▶ _GIVEN RECORDS_
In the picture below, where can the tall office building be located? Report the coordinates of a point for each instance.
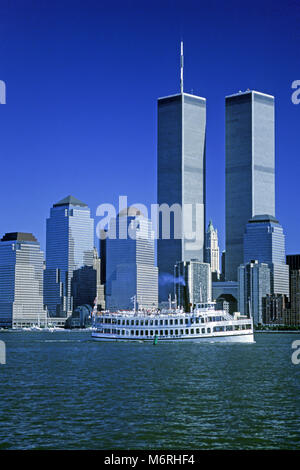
(69, 246)
(86, 285)
(294, 263)
(192, 283)
(130, 263)
(250, 168)
(181, 180)
(21, 281)
(253, 286)
(264, 241)
(212, 251)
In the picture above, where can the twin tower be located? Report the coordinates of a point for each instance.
(249, 172)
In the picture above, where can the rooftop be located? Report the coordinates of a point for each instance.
(18, 236)
(263, 218)
(70, 200)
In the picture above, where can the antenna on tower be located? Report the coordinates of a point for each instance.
(181, 67)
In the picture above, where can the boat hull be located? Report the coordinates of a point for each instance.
(238, 338)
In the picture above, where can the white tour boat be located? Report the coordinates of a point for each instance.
(203, 324)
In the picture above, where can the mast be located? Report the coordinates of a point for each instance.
(181, 67)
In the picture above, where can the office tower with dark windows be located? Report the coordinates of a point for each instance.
(254, 281)
(294, 263)
(212, 252)
(180, 181)
(250, 168)
(192, 283)
(86, 287)
(131, 274)
(69, 246)
(21, 281)
(264, 241)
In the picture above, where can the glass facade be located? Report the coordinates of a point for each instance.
(250, 168)
(69, 246)
(264, 241)
(21, 281)
(192, 283)
(254, 284)
(181, 179)
(130, 264)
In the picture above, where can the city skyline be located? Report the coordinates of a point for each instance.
(135, 155)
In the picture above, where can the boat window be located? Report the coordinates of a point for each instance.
(218, 328)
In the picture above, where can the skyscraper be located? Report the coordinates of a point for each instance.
(181, 180)
(253, 286)
(192, 283)
(86, 285)
(130, 263)
(264, 241)
(212, 252)
(250, 168)
(69, 246)
(21, 281)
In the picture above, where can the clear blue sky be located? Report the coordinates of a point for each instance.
(82, 82)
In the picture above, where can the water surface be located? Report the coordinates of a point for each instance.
(62, 391)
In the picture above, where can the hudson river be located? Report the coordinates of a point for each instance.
(62, 391)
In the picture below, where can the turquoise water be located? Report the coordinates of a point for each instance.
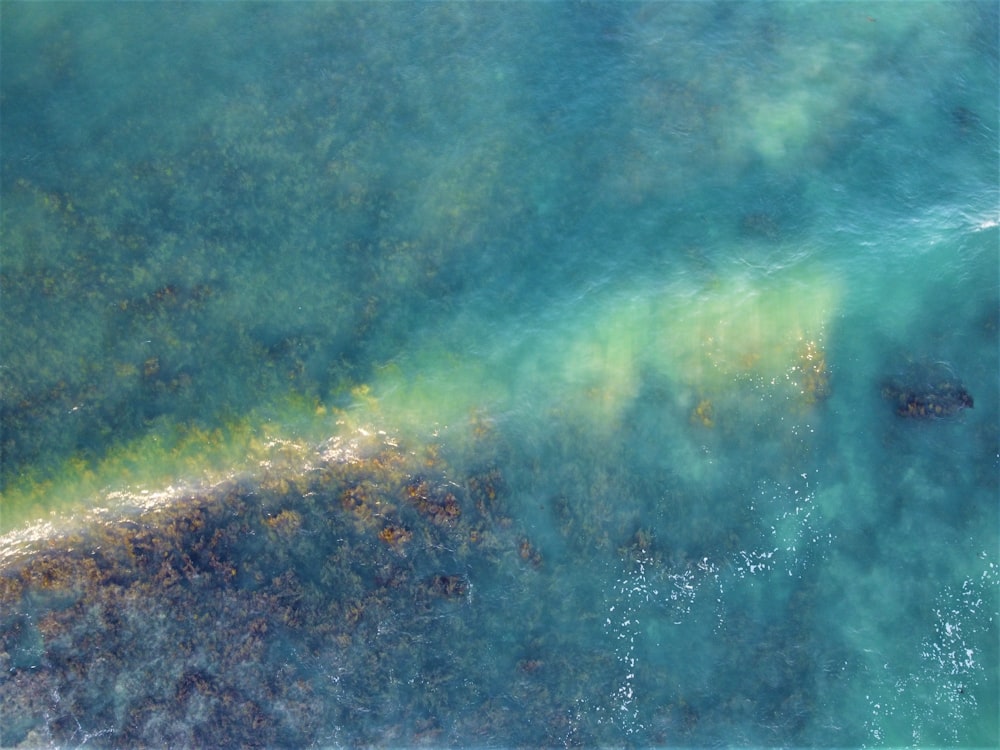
(655, 265)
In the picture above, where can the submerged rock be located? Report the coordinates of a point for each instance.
(928, 392)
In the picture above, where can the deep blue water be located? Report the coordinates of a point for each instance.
(680, 258)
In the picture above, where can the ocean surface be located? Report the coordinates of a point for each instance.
(494, 374)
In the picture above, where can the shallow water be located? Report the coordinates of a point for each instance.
(664, 273)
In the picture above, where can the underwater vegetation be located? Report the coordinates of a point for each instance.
(276, 612)
(927, 392)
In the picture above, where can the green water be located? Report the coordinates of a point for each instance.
(653, 264)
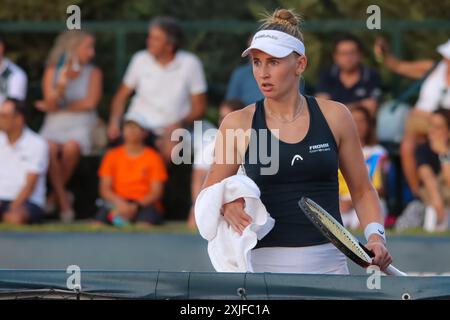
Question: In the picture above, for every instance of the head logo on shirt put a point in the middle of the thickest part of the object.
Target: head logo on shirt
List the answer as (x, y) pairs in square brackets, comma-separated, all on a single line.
[(296, 157)]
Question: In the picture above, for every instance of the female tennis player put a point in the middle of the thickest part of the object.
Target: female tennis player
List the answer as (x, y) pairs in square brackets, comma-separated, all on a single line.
[(314, 138)]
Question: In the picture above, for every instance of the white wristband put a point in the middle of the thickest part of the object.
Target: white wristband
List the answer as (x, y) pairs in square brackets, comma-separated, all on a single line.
[(374, 228)]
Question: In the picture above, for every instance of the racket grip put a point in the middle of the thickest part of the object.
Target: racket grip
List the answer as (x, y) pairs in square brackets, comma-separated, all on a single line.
[(393, 271)]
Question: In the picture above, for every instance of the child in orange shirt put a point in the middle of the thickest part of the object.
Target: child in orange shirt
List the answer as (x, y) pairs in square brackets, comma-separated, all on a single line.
[(132, 178)]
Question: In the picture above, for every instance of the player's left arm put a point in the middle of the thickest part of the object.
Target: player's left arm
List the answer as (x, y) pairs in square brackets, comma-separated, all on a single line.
[(364, 196)]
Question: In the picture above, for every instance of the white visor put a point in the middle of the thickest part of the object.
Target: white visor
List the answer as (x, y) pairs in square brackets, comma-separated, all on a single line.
[(444, 49), (275, 43)]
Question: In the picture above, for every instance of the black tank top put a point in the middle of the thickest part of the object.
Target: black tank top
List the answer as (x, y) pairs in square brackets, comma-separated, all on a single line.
[(307, 168)]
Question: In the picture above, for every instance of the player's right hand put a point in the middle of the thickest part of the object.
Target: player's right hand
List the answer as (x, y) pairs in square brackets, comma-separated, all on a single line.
[(234, 214)]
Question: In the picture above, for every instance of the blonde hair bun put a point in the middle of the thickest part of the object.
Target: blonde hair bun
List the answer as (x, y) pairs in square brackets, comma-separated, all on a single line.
[(285, 20)]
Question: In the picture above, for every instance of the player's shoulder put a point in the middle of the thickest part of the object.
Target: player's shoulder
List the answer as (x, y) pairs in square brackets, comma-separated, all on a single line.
[(239, 119), (333, 110)]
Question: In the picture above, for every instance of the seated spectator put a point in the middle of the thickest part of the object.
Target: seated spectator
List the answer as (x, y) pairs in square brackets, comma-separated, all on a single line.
[(376, 161), (349, 81), (434, 92), (132, 178), (72, 88), (13, 80), (168, 83), (433, 164), (23, 167), (204, 155)]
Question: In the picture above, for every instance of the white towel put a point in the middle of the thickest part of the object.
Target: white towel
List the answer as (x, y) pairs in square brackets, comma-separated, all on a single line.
[(229, 251)]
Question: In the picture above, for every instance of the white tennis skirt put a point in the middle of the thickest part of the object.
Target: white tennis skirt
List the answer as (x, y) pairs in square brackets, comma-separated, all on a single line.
[(320, 259)]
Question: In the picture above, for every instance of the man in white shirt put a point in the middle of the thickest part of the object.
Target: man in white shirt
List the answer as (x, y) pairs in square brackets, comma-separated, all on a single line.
[(169, 85), (23, 167), (13, 80)]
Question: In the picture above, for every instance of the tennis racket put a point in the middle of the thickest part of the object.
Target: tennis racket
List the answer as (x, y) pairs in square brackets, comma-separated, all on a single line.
[(340, 236)]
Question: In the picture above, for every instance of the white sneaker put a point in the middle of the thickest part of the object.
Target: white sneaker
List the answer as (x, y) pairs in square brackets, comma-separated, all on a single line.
[(67, 216), (430, 221)]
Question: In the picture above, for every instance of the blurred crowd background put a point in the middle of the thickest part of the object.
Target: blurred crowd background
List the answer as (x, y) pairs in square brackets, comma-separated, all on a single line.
[(93, 152)]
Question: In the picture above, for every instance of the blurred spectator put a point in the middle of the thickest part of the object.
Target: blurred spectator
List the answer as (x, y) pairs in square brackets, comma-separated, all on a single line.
[(23, 166), (376, 161), (72, 88), (169, 85), (434, 92), (433, 164), (349, 81), (13, 80), (204, 154), (242, 84), (132, 178)]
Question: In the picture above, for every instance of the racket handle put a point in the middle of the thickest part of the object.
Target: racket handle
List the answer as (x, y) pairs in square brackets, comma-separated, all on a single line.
[(393, 271)]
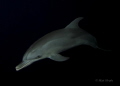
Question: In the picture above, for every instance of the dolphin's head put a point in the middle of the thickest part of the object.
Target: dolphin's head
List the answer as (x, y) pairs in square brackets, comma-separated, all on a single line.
[(28, 59)]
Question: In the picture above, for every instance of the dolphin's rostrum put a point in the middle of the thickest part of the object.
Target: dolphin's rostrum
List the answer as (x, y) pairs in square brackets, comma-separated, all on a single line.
[(50, 45)]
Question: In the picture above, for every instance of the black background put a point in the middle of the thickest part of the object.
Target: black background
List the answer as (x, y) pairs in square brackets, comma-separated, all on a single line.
[(23, 22)]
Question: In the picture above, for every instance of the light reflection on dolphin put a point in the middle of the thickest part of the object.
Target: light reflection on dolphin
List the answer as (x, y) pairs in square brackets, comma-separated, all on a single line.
[(50, 45)]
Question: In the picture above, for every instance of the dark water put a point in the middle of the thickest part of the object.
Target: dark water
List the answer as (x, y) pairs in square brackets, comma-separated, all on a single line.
[(23, 22)]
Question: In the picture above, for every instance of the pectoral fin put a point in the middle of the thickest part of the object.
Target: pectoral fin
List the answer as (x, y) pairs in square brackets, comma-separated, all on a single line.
[(23, 65), (58, 57)]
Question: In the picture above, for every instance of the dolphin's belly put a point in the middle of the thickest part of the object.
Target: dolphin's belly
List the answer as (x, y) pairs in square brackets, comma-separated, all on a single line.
[(59, 45)]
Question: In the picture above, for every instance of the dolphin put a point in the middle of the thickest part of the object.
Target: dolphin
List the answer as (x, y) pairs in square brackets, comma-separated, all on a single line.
[(50, 45)]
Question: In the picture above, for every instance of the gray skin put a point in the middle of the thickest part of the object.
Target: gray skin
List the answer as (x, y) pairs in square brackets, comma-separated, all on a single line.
[(50, 45)]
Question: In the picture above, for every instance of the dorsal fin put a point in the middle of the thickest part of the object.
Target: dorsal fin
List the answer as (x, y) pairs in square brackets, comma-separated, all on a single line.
[(74, 23)]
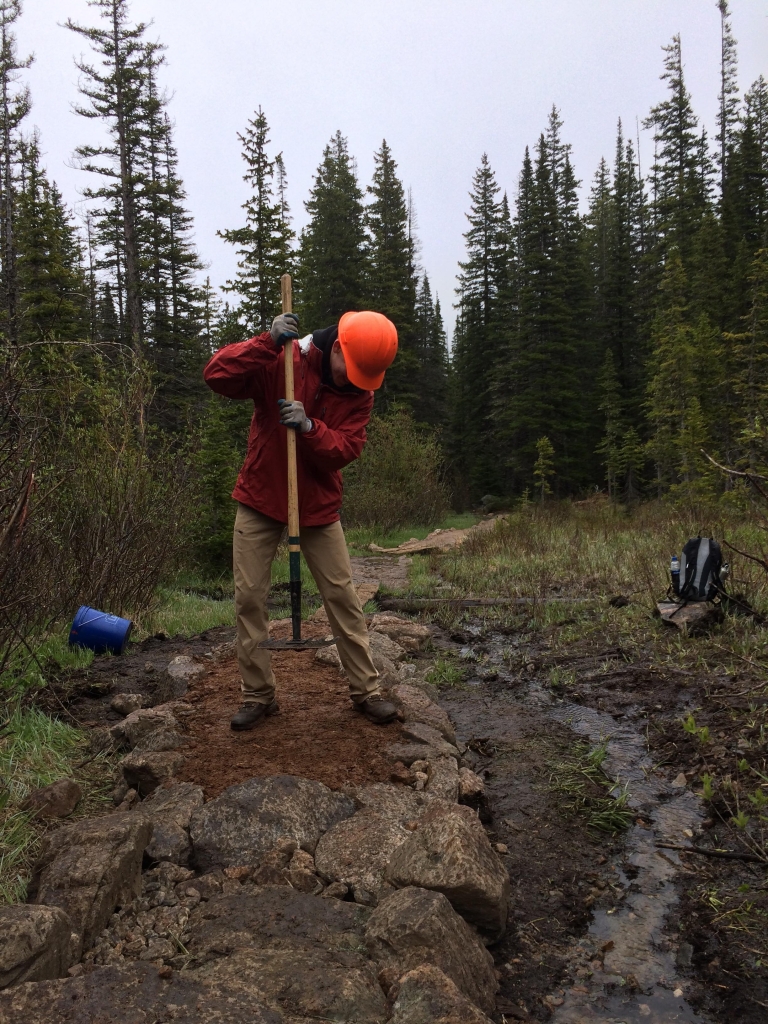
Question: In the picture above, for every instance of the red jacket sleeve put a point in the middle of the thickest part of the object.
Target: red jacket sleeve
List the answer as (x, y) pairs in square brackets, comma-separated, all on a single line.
[(238, 371), (336, 449)]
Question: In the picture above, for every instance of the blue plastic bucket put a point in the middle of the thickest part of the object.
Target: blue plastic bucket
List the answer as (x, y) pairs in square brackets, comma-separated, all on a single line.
[(99, 631)]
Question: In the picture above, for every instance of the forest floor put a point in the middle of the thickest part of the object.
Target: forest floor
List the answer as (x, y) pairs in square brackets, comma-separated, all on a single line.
[(606, 741)]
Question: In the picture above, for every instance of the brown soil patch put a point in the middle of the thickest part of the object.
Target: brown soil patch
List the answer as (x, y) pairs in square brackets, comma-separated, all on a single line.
[(317, 734)]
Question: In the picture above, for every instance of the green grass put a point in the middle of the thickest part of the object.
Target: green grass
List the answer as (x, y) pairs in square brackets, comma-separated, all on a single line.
[(592, 549), (35, 751), (585, 790), (445, 673)]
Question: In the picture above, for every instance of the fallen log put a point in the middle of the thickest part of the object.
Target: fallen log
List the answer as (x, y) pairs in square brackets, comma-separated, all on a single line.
[(692, 619), (427, 603)]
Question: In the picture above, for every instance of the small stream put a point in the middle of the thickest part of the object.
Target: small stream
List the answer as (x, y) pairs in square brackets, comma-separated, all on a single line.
[(632, 958)]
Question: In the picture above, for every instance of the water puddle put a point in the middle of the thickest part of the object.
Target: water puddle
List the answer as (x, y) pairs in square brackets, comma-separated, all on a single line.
[(627, 962)]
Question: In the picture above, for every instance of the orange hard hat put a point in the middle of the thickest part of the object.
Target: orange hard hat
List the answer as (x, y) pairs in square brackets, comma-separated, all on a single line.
[(369, 342)]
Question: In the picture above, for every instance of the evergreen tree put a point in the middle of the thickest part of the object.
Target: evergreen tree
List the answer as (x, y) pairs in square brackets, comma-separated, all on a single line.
[(264, 243), (14, 105), (728, 113), (333, 266), (115, 95), (610, 446), (681, 167), (544, 467), (473, 356), (751, 368), (549, 372), (391, 284), (52, 289), (682, 388), (431, 350)]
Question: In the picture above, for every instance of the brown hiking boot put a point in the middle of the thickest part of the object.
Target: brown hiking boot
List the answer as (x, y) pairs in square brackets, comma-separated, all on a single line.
[(377, 710), (251, 714)]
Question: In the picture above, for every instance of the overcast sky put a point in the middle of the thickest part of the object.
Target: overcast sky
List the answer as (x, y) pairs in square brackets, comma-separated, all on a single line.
[(441, 80)]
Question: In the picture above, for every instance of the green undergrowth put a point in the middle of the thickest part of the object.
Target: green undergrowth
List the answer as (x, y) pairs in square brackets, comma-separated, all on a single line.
[(585, 790), (589, 549), (36, 750)]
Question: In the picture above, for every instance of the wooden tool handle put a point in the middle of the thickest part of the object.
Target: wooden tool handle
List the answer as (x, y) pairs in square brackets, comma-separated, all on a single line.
[(293, 486)]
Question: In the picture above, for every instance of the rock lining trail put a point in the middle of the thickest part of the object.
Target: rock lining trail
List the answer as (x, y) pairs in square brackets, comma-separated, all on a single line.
[(231, 884), (321, 867)]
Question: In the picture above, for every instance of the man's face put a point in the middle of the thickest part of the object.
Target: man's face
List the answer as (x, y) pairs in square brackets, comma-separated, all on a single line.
[(338, 366)]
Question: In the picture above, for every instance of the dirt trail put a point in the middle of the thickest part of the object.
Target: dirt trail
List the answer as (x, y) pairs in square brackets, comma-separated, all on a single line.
[(594, 931), (316, 734)]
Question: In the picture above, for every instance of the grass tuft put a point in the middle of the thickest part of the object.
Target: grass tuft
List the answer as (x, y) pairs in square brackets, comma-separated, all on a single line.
[(35, 751), (586, 788)]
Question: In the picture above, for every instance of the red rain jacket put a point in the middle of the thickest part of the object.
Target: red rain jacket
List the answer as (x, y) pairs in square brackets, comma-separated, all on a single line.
[(255, 369)]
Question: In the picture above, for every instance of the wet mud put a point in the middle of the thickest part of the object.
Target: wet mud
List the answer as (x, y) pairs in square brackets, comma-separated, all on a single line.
[(591, 936)]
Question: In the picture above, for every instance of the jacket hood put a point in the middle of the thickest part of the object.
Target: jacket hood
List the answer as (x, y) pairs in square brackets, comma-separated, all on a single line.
[(324, 340)]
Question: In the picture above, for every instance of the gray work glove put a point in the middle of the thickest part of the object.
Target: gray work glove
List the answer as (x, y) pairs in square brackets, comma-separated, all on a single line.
[(292, 415), (285, 328)]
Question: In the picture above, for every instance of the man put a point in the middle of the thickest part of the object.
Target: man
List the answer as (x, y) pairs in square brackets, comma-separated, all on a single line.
[(336, 372)]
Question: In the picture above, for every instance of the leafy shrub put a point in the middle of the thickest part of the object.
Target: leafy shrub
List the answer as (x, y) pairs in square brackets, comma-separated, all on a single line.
[(105, 518), (398, 478)]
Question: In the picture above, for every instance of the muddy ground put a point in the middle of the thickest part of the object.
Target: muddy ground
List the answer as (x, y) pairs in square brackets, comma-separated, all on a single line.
[(605, 926)]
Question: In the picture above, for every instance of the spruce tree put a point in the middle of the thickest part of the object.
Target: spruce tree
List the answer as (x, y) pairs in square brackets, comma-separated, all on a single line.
[(680, 172), (52, 289), (473, 356), (728, 104), (610, 406), (750, 361), (333, 267), (547, 381), (391, 285), (431, 350), (682, 388), (14, 105), (114, 93), (264, 242)]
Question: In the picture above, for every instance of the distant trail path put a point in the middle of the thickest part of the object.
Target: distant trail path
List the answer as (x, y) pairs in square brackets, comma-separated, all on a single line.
[(387, 569)]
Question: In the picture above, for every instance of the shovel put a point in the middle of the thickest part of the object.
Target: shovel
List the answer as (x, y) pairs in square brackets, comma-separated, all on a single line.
[(294, 540)]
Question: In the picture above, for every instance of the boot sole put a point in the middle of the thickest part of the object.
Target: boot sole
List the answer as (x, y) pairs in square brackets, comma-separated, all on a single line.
[(376, 721)]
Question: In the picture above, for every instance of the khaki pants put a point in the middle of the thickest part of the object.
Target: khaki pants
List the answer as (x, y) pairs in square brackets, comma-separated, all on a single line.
[(256, 540)]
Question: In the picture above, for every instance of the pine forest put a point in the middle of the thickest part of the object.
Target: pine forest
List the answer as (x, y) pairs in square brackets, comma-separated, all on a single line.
[(600, 345)]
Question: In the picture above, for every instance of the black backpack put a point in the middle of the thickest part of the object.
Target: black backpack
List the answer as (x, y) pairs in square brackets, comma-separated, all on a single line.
[(699, 569)]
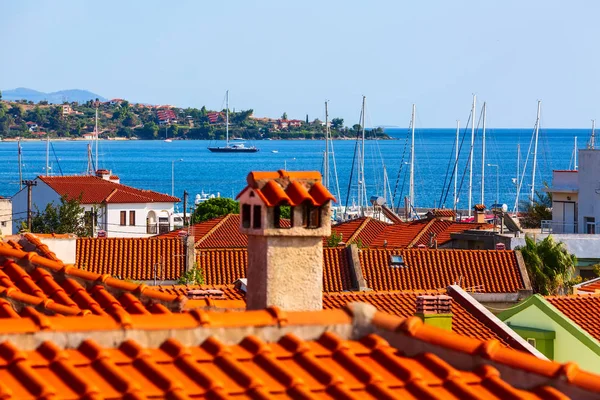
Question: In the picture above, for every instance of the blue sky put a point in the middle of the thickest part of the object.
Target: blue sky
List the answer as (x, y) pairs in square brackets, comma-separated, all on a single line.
[(277, 56)]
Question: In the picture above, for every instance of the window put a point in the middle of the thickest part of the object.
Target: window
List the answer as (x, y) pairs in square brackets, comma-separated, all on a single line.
[(590, 225), (246, 215), (256, 217), (311, 217)]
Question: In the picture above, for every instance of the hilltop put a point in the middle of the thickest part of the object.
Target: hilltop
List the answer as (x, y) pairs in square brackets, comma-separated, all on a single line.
[(71, 95), (118, 118)]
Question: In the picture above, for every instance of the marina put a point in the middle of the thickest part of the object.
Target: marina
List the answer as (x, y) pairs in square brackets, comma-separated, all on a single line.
[(148, 164)]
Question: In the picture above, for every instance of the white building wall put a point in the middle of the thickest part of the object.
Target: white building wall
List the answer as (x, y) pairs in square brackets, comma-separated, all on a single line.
[(5, 217), (589, 187), (112, 223)]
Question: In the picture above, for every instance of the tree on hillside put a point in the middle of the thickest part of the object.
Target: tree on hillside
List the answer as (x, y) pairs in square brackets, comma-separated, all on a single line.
[(537, 211), (66, 217), (213, 208), (549, 265)]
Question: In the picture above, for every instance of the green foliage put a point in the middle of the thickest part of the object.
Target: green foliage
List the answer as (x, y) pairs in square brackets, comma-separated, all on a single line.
[(194, 276), (213, 208), (537, 211), (67, 217), (549, 265), (334, 239)]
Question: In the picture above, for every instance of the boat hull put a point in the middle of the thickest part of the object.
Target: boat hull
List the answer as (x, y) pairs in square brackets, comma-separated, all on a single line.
[(232, 150)]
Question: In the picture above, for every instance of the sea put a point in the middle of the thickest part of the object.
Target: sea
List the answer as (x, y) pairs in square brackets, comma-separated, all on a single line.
[(188, 165)]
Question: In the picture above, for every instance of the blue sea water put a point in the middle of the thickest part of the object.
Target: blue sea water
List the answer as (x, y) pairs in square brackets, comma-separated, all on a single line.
[(148, 164)]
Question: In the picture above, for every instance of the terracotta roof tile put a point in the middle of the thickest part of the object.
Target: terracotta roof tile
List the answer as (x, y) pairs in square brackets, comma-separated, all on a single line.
[(591, 286), (285, 187), (133, 258), (581, 309), (96, 190), (289, 355), (487, 271), (403, 304), (418, 232), (40, 283), (361, 230)]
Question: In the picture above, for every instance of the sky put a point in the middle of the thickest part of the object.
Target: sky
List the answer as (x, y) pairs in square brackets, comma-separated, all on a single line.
[(280, 56)]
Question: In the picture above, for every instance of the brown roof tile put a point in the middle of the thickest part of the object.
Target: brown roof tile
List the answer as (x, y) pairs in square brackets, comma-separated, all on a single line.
[(300, 357), (96, 190), (487, 271), (581, 309)]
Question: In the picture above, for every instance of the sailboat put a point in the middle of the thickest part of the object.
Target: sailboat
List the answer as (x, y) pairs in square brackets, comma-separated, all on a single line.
[(231, 148), (166, 135)]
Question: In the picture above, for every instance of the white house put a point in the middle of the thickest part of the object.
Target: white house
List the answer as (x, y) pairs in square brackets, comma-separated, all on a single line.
[(5, 217), (120, 210), (576, 197)]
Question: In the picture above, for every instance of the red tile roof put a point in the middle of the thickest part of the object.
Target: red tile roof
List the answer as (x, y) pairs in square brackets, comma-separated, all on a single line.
[(35, 283), (361, 230), (486, 271), (218, 233), (291, 188), (372, 355), (133, 258), (224, 266), (583, 310), (96, 190), (418, 232), (591, 286)]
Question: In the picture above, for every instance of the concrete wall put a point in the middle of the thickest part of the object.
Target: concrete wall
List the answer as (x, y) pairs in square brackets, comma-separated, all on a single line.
[(286, 272), (41, 195), (5, 217), (589, 187), (111, 224), (566, 346)]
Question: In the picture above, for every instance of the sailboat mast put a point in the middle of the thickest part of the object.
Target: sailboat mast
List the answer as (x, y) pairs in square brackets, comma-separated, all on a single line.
[(471, 154), (326, 161), (20, 164), (483, 157), (47, 152), (227, 118), (361, 175), (537, 132), (456, 165), (592, 144), (411, 190), (575, 154), (518, 178), (96, 132)]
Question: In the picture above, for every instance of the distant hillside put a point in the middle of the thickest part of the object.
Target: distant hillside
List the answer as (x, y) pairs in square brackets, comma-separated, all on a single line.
[(59, 97)]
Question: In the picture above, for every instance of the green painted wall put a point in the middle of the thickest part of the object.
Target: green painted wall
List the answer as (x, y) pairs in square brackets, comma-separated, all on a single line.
[(567, 347)]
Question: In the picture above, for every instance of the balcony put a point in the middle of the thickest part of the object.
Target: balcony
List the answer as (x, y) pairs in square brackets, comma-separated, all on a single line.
[(549, 226)]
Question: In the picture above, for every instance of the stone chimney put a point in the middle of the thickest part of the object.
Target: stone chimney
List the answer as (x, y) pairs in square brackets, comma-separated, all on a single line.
[(285, 257), (435, 310), (479, 213)]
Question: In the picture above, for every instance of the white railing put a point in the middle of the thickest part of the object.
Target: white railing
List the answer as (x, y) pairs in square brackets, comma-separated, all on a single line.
[(549, 226)]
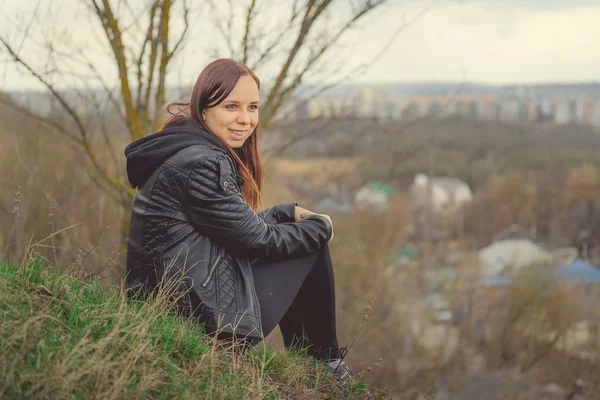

▶ _WHAT THE EXERCISE ASKS_
Present the part of the material that opens with the line containing "Question: In the picture above, for every instance of the man's" and closes with the line containing "[(255, 369)]" as a numbered list, with both of those lines included and any blank lines left out.

▶ _TASK RESULT_
1. Question: In the picture above, for every instance of the man's face put a point in the middle of the thickest part of the object.
2. Target: man's face
3. List the answer as (x, y) pairs in square brackets, comma-separated, all on a single line.
4. [(338, 366)]
5. Question: In the picture above, for every instance of the dirt trail put a point in the middle of the thickest part of the object.
6. Target: dirt trail
7. List the answer as (x, y) pairs in square brackets, comma-separated, all on a single line.
8. [(594, 931), (316, 734)]
9. Question: In the picture above, for every instance of the grass tuft put a point in the middle of the thickest part of the object.
10. Target: grass tuft
11. List the answer as (x, y) pairs in square brackets, comma-separated, all on a single line.
12. [(35, 751), (586, 788)]
13. Question: In the picture above, for every instance of the red rain jacket put a point in the middle of the thickest part of the object.
14. Target: red rain jacket
15. List the answer as (x, y) pairs in square brackets, comma-separated, all on a single line.
16. [(255, 369)]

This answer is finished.